Request a>
Copy out everything in the records from the line containing "Annotation guideline: for each instance of the small bird" down to the end of the records, with both ends included and every line kept in full. Multiply each coordinate in the answers by 2.35, rounding to whole numbers with halves going up.

Quoted text>
Mothers are pictured with their children at a Rohingya internally displaced persons (IDP) camp outside Sittwe, May 16, 2013. (Photo: Reuters/Soe Zeya Tun)

April 7, 2014

London -- Britain summoned Myanmar's ambassador on Monday to call on the southeast Asian nation to allow aid agencies to resume their work in violence-torn Rakhine state, Britain's Foreign Office said.

Aid agencies were forced to halt operations in Rakhine last month when hundreds of ethnic Rakhine Buddhists destroyed staff homes, offices and warehouses as well as boats used to transport supplies.

Parts of the ethnic Rakhine Buddhist community have accused aid groups of favouring the mainly Muslim Rohingya people, who make up the vast majority of victims of ethnic and religious violence that has displaced more than 140,000 since June 2012.

Entries drawn from a collection>
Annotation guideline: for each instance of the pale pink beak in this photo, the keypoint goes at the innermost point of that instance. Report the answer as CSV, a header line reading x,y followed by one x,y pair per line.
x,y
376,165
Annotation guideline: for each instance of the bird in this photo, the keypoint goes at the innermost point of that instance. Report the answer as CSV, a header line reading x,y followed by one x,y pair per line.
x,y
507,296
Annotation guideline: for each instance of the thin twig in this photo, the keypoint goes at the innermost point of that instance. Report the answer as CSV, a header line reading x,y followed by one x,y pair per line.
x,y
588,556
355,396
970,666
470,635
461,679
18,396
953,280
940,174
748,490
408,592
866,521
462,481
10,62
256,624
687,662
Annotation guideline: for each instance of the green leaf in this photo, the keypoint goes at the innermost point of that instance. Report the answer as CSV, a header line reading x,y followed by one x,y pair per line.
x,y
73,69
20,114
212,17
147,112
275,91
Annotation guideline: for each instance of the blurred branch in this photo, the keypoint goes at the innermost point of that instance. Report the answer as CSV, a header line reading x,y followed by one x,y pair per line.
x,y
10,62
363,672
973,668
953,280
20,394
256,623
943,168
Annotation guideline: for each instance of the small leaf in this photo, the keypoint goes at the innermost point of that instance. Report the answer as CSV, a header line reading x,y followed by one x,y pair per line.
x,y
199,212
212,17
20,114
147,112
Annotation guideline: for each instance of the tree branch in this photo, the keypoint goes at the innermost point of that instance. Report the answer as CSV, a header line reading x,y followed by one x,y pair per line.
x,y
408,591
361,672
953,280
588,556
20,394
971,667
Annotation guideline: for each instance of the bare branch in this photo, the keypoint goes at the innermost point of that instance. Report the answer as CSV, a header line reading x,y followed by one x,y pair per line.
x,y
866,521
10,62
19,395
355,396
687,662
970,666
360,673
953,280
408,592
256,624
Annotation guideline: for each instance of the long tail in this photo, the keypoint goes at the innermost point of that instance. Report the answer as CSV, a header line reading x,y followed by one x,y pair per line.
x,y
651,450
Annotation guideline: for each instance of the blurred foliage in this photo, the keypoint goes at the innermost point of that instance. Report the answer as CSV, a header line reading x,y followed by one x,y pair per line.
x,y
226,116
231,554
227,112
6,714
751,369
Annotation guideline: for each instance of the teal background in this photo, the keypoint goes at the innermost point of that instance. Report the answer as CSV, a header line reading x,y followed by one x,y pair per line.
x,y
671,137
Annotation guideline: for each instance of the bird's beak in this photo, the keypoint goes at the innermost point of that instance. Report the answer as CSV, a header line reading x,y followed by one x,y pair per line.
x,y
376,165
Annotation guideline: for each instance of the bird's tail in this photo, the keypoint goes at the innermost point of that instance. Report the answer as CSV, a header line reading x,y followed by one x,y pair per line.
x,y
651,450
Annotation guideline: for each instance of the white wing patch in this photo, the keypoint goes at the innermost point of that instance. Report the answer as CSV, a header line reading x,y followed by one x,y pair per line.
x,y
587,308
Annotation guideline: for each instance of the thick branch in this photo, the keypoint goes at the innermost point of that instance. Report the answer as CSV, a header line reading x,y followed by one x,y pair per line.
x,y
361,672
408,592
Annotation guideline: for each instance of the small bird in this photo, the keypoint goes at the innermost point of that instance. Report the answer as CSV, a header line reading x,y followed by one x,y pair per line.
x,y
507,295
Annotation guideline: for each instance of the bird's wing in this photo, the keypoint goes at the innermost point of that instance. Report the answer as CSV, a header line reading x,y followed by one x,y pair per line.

Request b>
Carry on the news report about aid work in Rakhine state from the point where it stops.

Reply a>
Annotation guideline: for each instance of the small bird in this photo, the keypoint goes at the innermost point of that instance. Report the answer as CSV, a header line reading x,y followed by one x,y pair per line.
x,y
1191,693
Annotation guideline: for each instance of the bird's wing in this photo, the keypoint goes at the innermost point of that instance. Report the answer as CSV, a header line reading x,y followed by one x,y pair per line.

Reply b>
A spokeswoman for Britain's Foreign office said Hugo Swire, a junior minister responsible for Asia, had summoned the ambassador for Myanmar, which is also known as Burma.

"We continue to be gravely concerned by the situation of the Rohingya in Rakhine State," she said.

"(Swire) called on the Burmese government urgently to restore humanitarian access to all communities in need, and to ensure the security of humanitarian aid workers and all communities in Rakhine State."